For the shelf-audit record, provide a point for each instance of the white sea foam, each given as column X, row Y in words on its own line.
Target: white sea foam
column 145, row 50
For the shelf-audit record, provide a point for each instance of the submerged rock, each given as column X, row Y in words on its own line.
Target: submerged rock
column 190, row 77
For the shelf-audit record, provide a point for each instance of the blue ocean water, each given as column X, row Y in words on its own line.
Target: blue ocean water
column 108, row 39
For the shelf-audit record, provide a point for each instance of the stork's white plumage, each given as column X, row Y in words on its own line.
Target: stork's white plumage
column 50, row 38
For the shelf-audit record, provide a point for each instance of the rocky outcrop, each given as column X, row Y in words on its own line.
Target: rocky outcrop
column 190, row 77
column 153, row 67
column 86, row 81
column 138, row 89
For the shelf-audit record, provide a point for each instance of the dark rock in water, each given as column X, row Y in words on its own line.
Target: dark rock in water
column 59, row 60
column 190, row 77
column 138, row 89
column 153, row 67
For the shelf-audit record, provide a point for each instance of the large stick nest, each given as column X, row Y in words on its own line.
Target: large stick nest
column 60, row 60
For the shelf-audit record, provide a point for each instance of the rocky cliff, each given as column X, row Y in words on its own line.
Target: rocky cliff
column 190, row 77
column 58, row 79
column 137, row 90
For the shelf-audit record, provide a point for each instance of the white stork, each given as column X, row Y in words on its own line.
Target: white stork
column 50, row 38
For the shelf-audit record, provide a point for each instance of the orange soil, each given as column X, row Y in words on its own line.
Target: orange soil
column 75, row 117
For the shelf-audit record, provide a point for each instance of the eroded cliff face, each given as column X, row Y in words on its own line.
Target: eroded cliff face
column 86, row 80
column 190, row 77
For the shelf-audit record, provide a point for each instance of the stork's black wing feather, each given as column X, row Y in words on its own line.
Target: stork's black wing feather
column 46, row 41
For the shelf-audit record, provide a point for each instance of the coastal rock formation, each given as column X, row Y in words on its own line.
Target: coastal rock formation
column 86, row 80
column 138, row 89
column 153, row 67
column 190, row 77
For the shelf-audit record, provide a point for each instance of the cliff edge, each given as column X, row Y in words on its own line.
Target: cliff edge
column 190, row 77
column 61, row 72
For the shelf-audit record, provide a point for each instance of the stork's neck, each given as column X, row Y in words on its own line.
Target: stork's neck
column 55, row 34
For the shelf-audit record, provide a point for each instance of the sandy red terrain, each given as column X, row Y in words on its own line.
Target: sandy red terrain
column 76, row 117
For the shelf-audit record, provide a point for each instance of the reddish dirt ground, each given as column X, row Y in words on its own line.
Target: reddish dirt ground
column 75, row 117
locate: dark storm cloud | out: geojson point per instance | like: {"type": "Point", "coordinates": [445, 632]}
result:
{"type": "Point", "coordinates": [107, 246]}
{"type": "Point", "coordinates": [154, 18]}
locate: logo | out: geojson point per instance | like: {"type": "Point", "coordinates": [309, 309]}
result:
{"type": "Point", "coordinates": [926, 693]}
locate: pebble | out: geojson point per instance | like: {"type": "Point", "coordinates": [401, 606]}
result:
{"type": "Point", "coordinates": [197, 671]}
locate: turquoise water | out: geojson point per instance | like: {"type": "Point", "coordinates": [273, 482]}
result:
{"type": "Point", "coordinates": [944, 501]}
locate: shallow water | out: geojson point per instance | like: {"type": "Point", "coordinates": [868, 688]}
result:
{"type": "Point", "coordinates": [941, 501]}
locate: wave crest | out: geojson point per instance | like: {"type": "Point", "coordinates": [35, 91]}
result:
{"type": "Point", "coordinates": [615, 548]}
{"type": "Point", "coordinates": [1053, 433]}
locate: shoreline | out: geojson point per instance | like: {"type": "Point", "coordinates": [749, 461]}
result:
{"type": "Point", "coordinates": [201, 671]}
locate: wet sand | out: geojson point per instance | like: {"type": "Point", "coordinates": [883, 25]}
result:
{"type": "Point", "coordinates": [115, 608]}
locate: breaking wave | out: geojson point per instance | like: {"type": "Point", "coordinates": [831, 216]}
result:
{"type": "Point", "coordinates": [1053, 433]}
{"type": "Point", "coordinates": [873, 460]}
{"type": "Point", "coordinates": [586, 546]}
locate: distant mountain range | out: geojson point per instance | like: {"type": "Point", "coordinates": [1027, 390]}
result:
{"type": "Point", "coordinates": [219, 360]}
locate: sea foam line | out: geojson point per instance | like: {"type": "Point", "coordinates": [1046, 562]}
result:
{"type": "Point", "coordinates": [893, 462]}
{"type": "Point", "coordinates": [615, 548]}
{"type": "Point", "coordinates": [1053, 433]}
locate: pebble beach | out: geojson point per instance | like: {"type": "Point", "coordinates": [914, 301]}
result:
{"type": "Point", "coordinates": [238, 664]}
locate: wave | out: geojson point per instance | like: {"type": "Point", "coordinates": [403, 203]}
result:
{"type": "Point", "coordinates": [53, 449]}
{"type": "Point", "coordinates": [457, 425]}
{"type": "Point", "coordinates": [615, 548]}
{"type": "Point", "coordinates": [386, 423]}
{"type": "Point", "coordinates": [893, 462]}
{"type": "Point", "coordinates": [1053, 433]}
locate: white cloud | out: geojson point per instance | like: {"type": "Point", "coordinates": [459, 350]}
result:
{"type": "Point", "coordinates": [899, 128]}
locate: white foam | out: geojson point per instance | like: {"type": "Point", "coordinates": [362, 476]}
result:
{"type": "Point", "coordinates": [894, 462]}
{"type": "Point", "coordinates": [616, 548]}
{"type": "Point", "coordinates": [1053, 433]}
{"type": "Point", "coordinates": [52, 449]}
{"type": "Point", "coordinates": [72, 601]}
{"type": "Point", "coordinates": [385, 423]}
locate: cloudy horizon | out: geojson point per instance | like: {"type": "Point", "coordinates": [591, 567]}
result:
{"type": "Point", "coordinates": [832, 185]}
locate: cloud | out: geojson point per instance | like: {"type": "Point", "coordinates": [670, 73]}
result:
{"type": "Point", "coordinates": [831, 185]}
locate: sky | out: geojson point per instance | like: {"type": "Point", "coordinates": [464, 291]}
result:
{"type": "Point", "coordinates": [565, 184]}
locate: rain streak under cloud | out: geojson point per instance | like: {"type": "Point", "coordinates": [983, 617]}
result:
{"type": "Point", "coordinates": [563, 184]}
::::
Brief
Would you reproduce the material above in full, exactly as given?

Solution for this problem
For the shelf-audit record, provide a point for each instance of the white sea foam, each given as column X, row Y in words on its own line.
Target: white sea foam
column 145, row 50
For the shelf-audit record, provide a point for each instance of the submerged rock, each given as column X, row Y in words on its own line.
Target: submerged rock
column 190, row 77
For the shelf-audit record, provide a point for each instance of the blue ocean water, each given as column X, row Y in words on its own line.
Target: blue ocean water
column 108, row 39
For the shelf-audit record, provide a point for each instance of the stork's white plumage, each given as column X, row Y in words on its own line.
Target: stork's white plumage
column 50, row 38
For the shelf-audit record, provide a point for each instance of the rocky outcrop, each given as column X, row Y in words on its own line.
Target: rocky outcrop
column 190, row 77
column 153, row 67
column 86, row 81
column 138, row 89
For the shelf-audit record, provide a point for each instance of the dark rock in water, each given as column X, row Y in words on its own line.
Target: dark rock in water
column 59, row 60
column 190, row 77
column 138, row 89
column 153, row 67
For the shelf-audit record, provide a point for each instance of the large stick nest, each given as column X, row Y in words on its own line.
Target: large stick nest
column 60, row 60
For the shelf-audit record, provide a point for each instance of the rocky cliff, each given as column X, row Y in words on its own line.
Target: rocky cliff
column 190, row 77
column 58, row 79
column 137, row 90
For the shelf-audit record, provide a point for each instance of the white stork, each given as column X, row Y in words on its own line.
Target: white stork
column 50, row 38
For the shelf-audit record, provide a point for each instance of the orange soil, each given as column X, row Y in words on its own line.
Target: orange soil
column 75, row 117
For the shelf-audit record, provide a point for each instance of the eroded cliff face, each given as column X, row Y in words on its own line.
Target: eroded cliff face
column 86, row 80
column 190, row 77
For the shelf-audit record, provide a point for each instance of the stork's black wing feather, each given as column X, row Y in words on its own line.
Target: stork's black wing feather
column 46, row 41
For the shelf-audit record, provide a point for each instance of the coastal rock formation, each given as column X, row Y in words on its own line.
Target: coastal rock formation
column 86, row 80
column 138, row 89
column 153, row 67
column 190, row 77
For the shelf-audit record, provide a point for each instance of the cliff edge, each given as column X, row Y in words on its own line.
Target: cliff edge
column 190, row 77
column 61, row 72
For the shelf-audit record, provide a point for each instance of the stork's neck, each given as column X, row Y in words on its own line.
Target: stork's neck
column 55, row 34
For the shelf-audit record, provide a point for each instance of the sandy red terrain, each given as column X, row Y in words on its own line.
Target: sandy red terrain
column 76, row 117
For the shelf-audit record, provide a point for each instance of the reddish dirt ground, each given as column X, row Y in words on its own line.
Target: reddish dirt ground
column 75, row 117
locate: dark storm cloud | out: geojson point per instance | like: {"type": "Point", "coordinates": [445, 632]}
result:
{"type": "Point", "coordinates": [107, 246]}
{"type": "Point", "coordinates": [154, 18]}
locate: logo | out: geojson point per instance | like: {"type": "Point", "coordinates": [309, 309]}
result:
{"type": "Point", "coordinates": [926, 693]}
locate: pebble | out: geojson point per instance | like: {"type": "Point", "coordinates": [401, 606]}
result:
{"type": "Point", "coordinates": [197, 671]}
locate: turquoise water | out: geojson point per instance | like: {"type": "Point", "coordinates": [273, 482]}
result:
{"type": "Point", "coordinates": [944, 501]}
locate: shallow water | out: geojson point per instance | like: {"type": "Point", "coordinates": [868, 688]}
result:
{"type": "Point", "coordinates": [941, 501]}
locate: wave crest | out: geojson point per instance | like: {"type": "Point", "coordinates": [35, 91]}
result:
{"type": "Point", "coordinates": [615, 548]}
{"type": "Point", "coordinates": [1053, 433]}
locate: shoreline | out: geojson point per instance | like: {"type": "Point", "coordinates": [749, 461]}
result:
{"type": "Point", "coordinates": [201, 671]}
locate: wet sand | out: geojson point per instance | like: {"type": "Point", "coordinates": [883, 25]}
result:
{"type": "Point", "coordinates": [115, 608]}
locate: breaking wave | out: geojson point per instance | like: {"type": "Point", "coordinates": [831, 216]}
result:
{"type": "Point", "coordinates": [1053, 433]}
{"type": "Point", "coordinates": [873, 460]}
{"type": "Point", "coordinates": [586, 546]}
locate: distant mountain range | out: geojson point per instance | like: {"type": "Point", "coordinates": [1027, 390]}
result:
{"type": "Point", "coordinates": [219, 360]}
locate: sea foam line | out: geojson point per instance | like: {"type": "Point", "coordinates": [1046, 562]}
result:
{"type": "Point", "coordinates": [893, 462]}
{"type": "Point", "coordinates": [615, 548]}
{"type": "Point", "coordinates": [1053, 433]}
locate: pebble beach | out: geojson point per instance | like: {"type": "Point", "coordinates": [914, 301]}
result:
{"type": "Point", "coordinates": [238, 664]}
locate: wave | out: geojson point per instance | like: {"type": "Point", "coordinates": [403, 203]}
result:
{"type": "Point", "coordinates": [53, 449]}
{"type": "Point", "coordinates": [457, 425]}
{"type": "Point", "coordinates": [615, 548]}
{"type": "Point", "coordinates": [386, 423]}
{"type": "Point", "coordinates": [893, 462]}
{"type": "Point", "coordinates": [1053, 433]}
locate: white cloud | out: geojson point per instance | like: {"type": "Point", "coordinates": [459, 350]}
result:
{"type": "Point", "coordinates": [899, 128]}
locate: white foam | out: geojson point per instance | like: {"type": "Point", "coordinates": [362, 476]}
result:
{"type": "Point", "coordinates": [894, 462]}
{"type": "Point", "coordinates": [616, 548]}
{"type": "Point", "coordinates": [1053, 433]}
{"type": "Point", "coordinates": [52, 449]}
{"type": "Point", "coordinates": [72, 601]}
{"type": "Point", "coordinates": [385, 423]}
locate: cloudy horizon | out: geojson point per instance | like: {"type": "Point", "coordinates": [591, 567]}
result:
{"type": "Point", "coordinates": [832, 185]}
locate: cloud | out: geojson point per instance | like: {"type": "Point", "coordinates": [670, 73]}
result:
{"type": "Point", "coordinates": [831, 185]}
locate: sky | out: geojson point per instance | like: {"type": "Point", "coordinates": [464, 291]}
result:
{"type": "Point", "coordinates": [565, 184]}
locate: rain streak under cloud | out: geojson point per instance | like: {"type": "Point", "coordinates": [983, 617]}
result:
{"type": "Point", "coordinates": [563, 184]}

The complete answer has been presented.